# Passage to read
————————
Humus
“Humility exists only in those who are poor enough to see that they possess nothing of their own.” - Blessed Angela of Foligno
“Humility exists only in those who are poor enough to see that they possess nothing of their own.” - Blessed Angela of Foligno
I actually felt kind of down today because I realized I am not at all humble. Do you know what St. Therese might say to that? “You are full of self love! Pride frets over one’s lack of virtue.” Or she could say something like this to console me, “Learn to rejoice in your defects and offer the humiliation of knowing your imperfections as a sacrifice to Jesus.”
Mother Teresa of Calcutta said humiliations are the stepping stones to humility. (I must say, for me it’s been a rather rocky road as well.)
————————
# What is expected
Answer these questions about the passage on humility:
1. In the line from Blessed Angela of Foligno, who is humility said to exist in?
2. In the rebuke the writer imagines St. Therese giving, what frets over one's lack of virtue?
3. What did Mother Teresa of Calcutta say humiliations are?

Location labeling listing:
————————
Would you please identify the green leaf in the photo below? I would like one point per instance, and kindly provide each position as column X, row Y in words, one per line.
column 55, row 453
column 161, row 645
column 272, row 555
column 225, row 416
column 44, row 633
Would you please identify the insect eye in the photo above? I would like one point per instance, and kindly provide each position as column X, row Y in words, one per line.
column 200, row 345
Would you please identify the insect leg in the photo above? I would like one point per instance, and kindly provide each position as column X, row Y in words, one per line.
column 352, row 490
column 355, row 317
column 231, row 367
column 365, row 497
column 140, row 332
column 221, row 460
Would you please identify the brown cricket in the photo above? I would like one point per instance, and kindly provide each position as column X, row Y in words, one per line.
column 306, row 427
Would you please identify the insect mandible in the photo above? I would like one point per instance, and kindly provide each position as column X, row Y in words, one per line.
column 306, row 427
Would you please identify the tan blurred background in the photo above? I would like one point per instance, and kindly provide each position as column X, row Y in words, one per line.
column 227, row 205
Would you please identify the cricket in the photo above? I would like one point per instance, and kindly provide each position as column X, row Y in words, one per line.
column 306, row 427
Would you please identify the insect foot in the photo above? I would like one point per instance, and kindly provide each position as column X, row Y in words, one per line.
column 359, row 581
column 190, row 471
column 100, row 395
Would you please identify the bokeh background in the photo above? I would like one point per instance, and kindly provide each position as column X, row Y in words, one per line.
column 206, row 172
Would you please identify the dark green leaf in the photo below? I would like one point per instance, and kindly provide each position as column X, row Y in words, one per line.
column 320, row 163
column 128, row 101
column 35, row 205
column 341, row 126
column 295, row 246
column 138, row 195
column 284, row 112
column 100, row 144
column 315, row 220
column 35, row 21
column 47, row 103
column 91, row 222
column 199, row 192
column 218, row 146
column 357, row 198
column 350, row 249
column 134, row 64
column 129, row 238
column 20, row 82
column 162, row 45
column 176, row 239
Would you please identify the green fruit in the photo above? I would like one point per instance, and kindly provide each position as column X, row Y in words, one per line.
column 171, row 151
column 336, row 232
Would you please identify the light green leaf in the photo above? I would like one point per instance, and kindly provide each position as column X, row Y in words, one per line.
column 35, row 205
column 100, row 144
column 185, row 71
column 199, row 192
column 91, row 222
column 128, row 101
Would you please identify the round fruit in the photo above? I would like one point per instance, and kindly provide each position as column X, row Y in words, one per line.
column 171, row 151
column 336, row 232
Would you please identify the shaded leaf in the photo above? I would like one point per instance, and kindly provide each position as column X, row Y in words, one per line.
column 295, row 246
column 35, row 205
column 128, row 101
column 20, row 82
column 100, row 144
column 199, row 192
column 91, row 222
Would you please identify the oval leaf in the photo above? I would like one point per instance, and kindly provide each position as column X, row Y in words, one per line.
————————
# The response
1. Those who are poor enough to see that they possess nothing of their own.
2. Pride.
3. The stepping stones to humility.